## TASK GOAL
Report every line of the records that includes the word "below".
[GIVEN RECORDS]
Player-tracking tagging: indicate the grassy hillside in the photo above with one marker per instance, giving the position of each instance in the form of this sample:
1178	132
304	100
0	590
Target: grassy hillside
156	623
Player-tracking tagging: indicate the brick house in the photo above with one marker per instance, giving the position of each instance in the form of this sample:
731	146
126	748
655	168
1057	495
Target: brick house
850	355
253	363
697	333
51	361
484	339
[/GIVEN RECORDS]
[GIVEN RECORDS]
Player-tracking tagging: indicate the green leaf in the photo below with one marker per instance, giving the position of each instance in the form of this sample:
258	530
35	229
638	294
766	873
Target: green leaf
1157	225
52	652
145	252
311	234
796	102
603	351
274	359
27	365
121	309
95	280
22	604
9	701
[/GIVEN RECORDS]
[GIVEN RECORDS]
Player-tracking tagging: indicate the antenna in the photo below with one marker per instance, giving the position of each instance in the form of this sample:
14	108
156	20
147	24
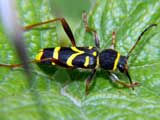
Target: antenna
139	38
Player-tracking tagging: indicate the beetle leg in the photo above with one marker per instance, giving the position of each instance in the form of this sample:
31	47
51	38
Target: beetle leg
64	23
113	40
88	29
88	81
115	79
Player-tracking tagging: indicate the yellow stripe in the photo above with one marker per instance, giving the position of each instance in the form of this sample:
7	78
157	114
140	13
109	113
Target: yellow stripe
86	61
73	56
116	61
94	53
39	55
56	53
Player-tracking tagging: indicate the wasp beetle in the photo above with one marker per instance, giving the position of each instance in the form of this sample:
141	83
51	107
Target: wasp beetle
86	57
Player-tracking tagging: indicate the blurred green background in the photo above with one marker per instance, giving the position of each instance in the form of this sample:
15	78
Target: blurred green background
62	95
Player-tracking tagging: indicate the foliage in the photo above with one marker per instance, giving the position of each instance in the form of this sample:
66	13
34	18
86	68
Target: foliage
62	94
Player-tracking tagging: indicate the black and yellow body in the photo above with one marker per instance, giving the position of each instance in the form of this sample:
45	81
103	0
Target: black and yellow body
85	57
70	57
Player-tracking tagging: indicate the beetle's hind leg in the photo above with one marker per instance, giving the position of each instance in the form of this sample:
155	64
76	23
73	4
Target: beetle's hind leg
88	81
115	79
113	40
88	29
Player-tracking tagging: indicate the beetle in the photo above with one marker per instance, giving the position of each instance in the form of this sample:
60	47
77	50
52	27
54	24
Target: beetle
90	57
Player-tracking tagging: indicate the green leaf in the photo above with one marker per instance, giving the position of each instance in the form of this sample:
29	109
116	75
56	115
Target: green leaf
[/GIVEN RECORDS]
## REPLY
Player-tracking tagging: indicate the green leaf in the photo below with one marker per instance, giving the position of each instance in the form of this sample:
Player-tracking tagging: indicate the antenna in the photo below with one marker per instance, giving the position of each instance in the form of this sample:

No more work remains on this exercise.